(Given records Opens)

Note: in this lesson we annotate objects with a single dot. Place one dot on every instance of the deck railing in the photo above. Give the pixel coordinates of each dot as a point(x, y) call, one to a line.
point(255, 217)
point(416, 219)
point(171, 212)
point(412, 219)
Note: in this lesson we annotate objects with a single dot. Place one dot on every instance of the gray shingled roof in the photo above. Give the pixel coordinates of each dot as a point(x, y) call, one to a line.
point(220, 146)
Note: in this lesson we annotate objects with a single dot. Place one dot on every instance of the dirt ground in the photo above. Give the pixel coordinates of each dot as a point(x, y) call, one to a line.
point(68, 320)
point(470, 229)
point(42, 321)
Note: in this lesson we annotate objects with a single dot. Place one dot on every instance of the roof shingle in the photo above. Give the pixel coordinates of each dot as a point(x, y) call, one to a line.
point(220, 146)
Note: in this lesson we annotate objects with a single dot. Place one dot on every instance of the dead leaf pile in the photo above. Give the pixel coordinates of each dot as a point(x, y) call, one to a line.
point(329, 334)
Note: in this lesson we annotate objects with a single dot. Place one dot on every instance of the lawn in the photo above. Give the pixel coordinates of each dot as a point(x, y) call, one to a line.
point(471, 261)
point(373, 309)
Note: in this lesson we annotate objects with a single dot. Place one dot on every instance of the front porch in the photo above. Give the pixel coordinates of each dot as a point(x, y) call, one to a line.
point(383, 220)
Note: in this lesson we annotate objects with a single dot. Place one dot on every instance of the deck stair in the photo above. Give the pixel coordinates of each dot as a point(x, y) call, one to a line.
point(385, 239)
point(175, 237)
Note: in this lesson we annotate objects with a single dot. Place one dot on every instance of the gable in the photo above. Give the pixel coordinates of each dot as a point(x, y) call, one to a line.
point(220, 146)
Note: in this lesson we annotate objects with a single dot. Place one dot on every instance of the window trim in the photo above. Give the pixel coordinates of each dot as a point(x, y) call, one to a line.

(Given records Closes)

What is needed: Lines from the one containing "of the gable" through the last line of the data above are the only output wanted; restate them exactly.

Result:
Note: in this lesson we annotate objects with a single dot. Place one dot on every instance of the gable in the photo above. Give the pixel coordinates of each dot as a point(x, y) call, one to a line.
point(220, 146)
Note: in this lesson we annotate objects with a single dot. Place one dot on every instance of the window trim in the photo above. Give the pixel coordinates of each dot as a point(x, y) call, one to a line.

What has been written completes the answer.